## What to do
When the string "green" occurs in a line of the records, show that line.

## Study material
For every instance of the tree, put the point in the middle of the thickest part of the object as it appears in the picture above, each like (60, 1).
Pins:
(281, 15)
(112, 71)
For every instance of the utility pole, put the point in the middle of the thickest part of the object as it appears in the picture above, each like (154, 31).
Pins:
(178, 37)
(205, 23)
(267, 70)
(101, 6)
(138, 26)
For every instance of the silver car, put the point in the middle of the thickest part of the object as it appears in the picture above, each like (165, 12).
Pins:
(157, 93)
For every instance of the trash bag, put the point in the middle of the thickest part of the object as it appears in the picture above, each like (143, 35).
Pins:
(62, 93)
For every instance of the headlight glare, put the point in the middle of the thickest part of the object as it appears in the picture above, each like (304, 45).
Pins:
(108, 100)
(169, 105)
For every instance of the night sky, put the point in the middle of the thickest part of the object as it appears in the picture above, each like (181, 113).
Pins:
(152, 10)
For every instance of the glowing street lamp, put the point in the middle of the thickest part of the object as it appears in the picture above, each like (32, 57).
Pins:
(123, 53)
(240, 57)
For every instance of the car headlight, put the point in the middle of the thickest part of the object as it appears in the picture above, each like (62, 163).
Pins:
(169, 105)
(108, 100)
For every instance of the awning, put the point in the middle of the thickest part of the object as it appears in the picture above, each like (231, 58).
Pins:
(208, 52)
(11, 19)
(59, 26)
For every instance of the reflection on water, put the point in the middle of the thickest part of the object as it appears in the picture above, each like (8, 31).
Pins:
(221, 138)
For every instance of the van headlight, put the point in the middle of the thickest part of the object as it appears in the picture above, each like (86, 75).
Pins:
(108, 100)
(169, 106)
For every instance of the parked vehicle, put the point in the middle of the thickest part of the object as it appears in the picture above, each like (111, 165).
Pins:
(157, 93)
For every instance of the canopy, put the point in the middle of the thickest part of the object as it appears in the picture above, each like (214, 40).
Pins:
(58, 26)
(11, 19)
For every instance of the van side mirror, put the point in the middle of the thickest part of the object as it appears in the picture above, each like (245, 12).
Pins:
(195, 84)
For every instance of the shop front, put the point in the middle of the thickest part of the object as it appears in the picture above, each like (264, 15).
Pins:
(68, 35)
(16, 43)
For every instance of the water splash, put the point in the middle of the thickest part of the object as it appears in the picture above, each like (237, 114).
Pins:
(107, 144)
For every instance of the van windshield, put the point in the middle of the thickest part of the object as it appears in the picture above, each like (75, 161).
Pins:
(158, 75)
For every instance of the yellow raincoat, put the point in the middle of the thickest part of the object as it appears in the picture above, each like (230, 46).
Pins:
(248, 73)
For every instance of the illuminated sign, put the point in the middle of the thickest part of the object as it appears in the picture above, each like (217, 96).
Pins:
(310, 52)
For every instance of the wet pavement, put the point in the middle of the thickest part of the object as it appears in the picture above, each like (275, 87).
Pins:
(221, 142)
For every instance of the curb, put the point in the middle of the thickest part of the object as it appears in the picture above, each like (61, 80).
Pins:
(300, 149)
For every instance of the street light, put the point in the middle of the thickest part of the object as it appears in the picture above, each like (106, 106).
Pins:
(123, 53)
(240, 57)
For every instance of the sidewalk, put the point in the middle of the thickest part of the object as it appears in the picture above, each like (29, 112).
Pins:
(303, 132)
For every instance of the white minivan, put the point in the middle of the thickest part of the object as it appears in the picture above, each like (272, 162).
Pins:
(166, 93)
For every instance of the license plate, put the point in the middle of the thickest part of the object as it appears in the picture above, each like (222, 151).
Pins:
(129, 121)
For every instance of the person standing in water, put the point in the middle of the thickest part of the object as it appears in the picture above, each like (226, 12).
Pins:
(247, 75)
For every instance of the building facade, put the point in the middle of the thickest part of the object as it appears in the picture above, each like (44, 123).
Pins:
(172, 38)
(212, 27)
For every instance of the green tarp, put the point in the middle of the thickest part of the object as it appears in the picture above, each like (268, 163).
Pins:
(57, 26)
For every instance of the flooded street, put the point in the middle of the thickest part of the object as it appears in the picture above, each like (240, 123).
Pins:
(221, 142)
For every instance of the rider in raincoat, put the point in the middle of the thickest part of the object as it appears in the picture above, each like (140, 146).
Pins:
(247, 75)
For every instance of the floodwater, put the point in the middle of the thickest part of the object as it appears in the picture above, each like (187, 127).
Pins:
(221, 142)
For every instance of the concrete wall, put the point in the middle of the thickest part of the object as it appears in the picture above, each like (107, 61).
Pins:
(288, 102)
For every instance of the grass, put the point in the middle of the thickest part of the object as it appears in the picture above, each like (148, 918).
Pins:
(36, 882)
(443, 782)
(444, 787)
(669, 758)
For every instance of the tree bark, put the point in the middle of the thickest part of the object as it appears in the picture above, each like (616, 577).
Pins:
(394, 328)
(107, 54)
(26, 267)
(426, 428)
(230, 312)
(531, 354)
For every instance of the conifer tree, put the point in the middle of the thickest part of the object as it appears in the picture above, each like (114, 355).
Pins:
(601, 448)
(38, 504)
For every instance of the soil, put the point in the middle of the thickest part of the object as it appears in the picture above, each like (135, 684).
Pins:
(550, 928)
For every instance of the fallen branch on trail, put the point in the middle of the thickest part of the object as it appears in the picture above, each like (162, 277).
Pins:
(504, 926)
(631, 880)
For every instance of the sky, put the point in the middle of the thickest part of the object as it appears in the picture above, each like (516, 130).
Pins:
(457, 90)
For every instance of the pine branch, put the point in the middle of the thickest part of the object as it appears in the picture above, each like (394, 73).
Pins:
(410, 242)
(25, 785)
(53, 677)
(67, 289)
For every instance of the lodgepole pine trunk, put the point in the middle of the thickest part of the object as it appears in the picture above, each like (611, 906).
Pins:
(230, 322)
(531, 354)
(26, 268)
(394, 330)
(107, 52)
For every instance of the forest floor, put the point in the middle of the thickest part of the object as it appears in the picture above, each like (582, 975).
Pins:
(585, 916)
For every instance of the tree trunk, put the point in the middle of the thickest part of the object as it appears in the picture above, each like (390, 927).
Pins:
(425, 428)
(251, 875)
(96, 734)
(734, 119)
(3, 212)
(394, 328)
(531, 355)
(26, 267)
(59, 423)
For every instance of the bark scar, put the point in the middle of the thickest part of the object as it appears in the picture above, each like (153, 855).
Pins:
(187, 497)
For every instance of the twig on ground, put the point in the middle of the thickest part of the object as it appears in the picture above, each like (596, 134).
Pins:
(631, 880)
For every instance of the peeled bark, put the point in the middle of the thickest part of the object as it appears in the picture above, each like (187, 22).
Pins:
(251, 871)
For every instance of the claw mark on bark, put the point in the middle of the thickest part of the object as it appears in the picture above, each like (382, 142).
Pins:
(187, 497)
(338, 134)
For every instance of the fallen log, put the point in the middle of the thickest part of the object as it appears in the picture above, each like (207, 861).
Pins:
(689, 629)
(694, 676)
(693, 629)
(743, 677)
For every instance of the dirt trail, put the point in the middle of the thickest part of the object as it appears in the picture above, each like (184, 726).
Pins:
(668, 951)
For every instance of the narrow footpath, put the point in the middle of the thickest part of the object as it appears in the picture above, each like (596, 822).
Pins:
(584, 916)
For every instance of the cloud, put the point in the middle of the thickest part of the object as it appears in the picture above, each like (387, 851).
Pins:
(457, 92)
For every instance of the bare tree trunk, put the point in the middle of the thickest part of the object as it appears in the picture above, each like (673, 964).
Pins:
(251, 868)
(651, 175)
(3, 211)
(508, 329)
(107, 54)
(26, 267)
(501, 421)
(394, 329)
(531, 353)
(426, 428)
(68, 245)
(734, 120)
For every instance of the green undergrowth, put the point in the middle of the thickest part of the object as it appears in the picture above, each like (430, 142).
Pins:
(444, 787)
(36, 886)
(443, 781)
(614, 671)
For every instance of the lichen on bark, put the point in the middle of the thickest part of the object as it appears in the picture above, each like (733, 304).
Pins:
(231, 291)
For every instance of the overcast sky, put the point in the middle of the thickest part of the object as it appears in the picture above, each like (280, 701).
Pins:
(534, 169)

## Answer for the task
For every instance of the green tarp, put the point in the middle of the thickest part of the object as it appears in the picture above, each like (268, 163).
For every instance of the green undergrowth, put the point in the middle of the thickest part of the object as it appears in the picture above, each like (430, 142).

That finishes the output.